# Indicación 1
Vuelve a escribir sin cambios las líneas de los registros que van desde su comienzo hasta la línea que contiene "Give the mask of every instance of the water.", ambas incluidas.

# Texto citado
'''

Los personajes de la Palabra de Dios nos ofrecen una enseñanza simbólica y concreta, siempre actual y útil. Algunos de ellos, como Caín el homicida o Judas el traidor, son a primera vista repulsivos para el creyente, pero también para el mundo, el cual los menciona en sus máximas. Pero el corazón del hombre no ha cambiado, sigue siendo tan engañoso como en los tiempos del profeta (Jeremías 17:9); sin embargo, no podemos dejar de lado lo que nos enseñan tales individuos sobre el hombre y aun sobre nosotros mismos a la luz de la verdad.
Por el contrario, muchos otros personajes nos interesan por su carácter, ya que nos muestran discípulos del Señor, siervos de Dios, hombres piadosos, hombres de fe, combatientes, etc.
Caleb forma parte de estas figuras que debieran influenciar nuestra vida cristiana. Una vez, pues, que escudriñemos las Escrituras para inquirir el origen de este hombre, nos detendremos en algunos rasgos muy positivos de su fe.
Origen de Caleb
El nombre de Caleb se cita por primera vez en Números 13:6. Allí se nos muestra que era hijo de Jefone y que pertenecía a la tribu de Judá, la tribu de la alabanza. También vemos allí que Caleb era contado entre los nobles del pueblo, puesto que Dios pidió que fueran enviados los príncipes —más adelante veremos en qué circunstancias— para reconocer el país de Canaán. Ahora bien, ¿heredó Caleb el título de príncipe por su descendencia? Seguramente que no, pues es llamado en Josué 14 “Caleb, hijo de Jefone cenezeo” (v. 6), o, como podemos leer más adelante: Josué dio “a Caleb hijo de Jefone... su parte entre los hijos de Judá” (15:13). Los cenezeos formaban parte de los pueblos extranjeros que vivían en la tierra prometida a Abraham y sus descendientes (Génesis 15:18-19). Caleb, el cenezeo, descendió a Egipto y, haciéndose semejante a los israelitas, asió por fe esa parte de extranjero que es reconocida en Éxodo 12:19 y 48-49, a tal punto que llegó a ser designado como príncipe en medio de ellos.
Hoy, el título de hijo de Dios es ofrecido por pura gracia a todos aquellos que en otro tiempo eran extranjeros, “no por obras”, sino por la fe y sobre el único fundamento del sacrificio perfecto de Cristo en la cruz.
La fe y el vigor de Caleb
Moisés transmitió a Dios la petición del pueblo de enviar espías para examinar el país (Deuteronomio 1:22). Dios aceptó esa petición, aunque conocía perfectamente el corazón de los hombres de aquel pueblo, y pidió que fuesen enviados doce hombres, un príncipe por cada tribu (Números 13:2). Caleb fue escogido por la tribu de Judá, y Oseas, que a partir de entonces será llamado Josué, por la tribu de Efraín. Josué llevaba el mismo nombre que el Señor Jesús: «Jehoshua», es decir, «Jehová salva».

'''

# Material de origen

'''

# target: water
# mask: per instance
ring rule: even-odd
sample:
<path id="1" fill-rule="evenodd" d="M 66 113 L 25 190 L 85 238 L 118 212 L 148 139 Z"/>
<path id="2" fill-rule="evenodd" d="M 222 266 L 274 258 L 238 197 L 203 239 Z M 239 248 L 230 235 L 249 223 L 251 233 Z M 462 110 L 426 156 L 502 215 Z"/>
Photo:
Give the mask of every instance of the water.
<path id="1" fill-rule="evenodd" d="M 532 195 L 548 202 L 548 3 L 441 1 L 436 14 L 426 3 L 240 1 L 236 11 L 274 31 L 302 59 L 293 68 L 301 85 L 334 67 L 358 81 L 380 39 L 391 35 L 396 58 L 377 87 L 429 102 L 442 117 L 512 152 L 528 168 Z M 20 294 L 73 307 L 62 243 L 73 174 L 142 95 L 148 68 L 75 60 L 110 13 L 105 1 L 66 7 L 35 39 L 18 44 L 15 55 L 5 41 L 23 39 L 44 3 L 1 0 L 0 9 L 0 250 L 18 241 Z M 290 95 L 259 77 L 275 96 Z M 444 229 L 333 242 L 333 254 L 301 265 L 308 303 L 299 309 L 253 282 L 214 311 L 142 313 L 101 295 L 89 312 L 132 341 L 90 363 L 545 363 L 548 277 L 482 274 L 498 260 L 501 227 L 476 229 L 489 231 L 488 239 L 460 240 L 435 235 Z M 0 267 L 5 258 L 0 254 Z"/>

'''

# Indicación 2
Según el texto sobre Caleb, ¿qué significa el nombre «Jehoshua»?

# Respuesta esperada 1
# target: water
# mask: per instance
ring rule: even-odd
sample:
<path id="1" fill-rule="evenodd" d="M 66 113 L 25 190 L 85 238 L 118 212 L 148 139 Z"/>
<path id="2" fill-rule="evenodd" d="M 222 266 L 274 258 L 238 197 L 203 239 Z M 239 248 L 230 235 L 249 223 L 251 233 Z M 462 110 L 426 156 L 502 215 Z"/>
Photo:
Give the mask of every instance of the water.

# Respuesta esperada 2
Significa «Jehová salva».